## EXCERPT TO READ
((
And they're aware that a lot of this has to do with racism too. They don't often talk about it because they've already picked up that it isn't talked about very much. But I've been in classrooms when I've heard them talk about it.

JOHN MERROW
How do the kids feel when they come to a bleak building and they see ceiling tiles falling and broken windows?
HARRIET MACLEAN
They don't think that they matter as much as the kids on the other side of the freeway. Last year, over one of the breaks, we got tagged so badly. Graffiti everywhere. And I was talking to a girl, and I said, "Britney, look at this, look how bad it looks." I said, "It looks like a ghetto here." And she said, "Well, it is a ghetto." So that's what the students think, that this is a ghetto school, because of the way it is so run down. And it's demoralizing to know that kids feel that way.

JOHN MERROW
What about the immigrants? What is the message we’re giving these new Americans when we say, "Go to Helms Middle School?"
))
## DATA SUPPLIED
((
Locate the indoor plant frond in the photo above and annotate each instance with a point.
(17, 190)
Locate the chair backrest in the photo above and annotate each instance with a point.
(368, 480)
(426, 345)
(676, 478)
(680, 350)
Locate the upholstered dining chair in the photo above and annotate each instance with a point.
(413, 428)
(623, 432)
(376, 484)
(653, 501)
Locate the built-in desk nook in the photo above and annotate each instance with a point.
))
((
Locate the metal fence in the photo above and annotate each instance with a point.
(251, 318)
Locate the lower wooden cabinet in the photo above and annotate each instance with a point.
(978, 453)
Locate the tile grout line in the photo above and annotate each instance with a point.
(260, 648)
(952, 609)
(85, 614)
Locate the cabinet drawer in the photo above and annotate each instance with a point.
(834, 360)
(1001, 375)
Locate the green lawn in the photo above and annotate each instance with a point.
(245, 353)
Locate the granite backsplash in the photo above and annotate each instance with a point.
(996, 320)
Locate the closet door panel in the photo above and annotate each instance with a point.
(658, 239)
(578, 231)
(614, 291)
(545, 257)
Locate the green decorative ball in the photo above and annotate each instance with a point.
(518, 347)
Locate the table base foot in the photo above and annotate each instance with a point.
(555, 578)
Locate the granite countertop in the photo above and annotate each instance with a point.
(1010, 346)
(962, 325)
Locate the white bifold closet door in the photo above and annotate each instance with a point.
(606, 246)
))
## GIVEN EXERCISE 1
In the interview about school conditions, rewrite the stretch from "And they're aware" through "talk about it.", changing "racism" to "inequality".
## GIVEN EXERCISE 2
Continue the interview about school conditions from the point at which it stops.
The material comes from a source separate from the interview about school conditions.

## REPLY 1
And they're aware that a lot of this has to do with inequality too. They don't often talk about it because they've already picked up that it isn't talked about very much. But I've been in classrooms when I've heard them talk about it.

## REPLY 2
HARRIET MACLEAN
The message is that there are definitely people who count and people who don't count. And I don't know if anyone here at Helms - I'm talking for my student body and their families - if they actually blame anyone. But they wonder, how can this go on? This is America, after all, everyone's supposed to be equal and have an equal chance. We say the pledge every morning, it says freedom and justice for all. And frequently when I say those words I wonder, how can I say that to these kids? Because I know it isn't justice for all. But they don’t see it like that. They see it as having to pay your dues.

JOHN MERROW
What is the solution?
HARRIET MACLEAN
We would hope there would be one, wouldn't you? But there are so many factors that you have to take into consideration. It's not just an education problem, it's not just a taxation problem or a political problem or a social problem, it's everything.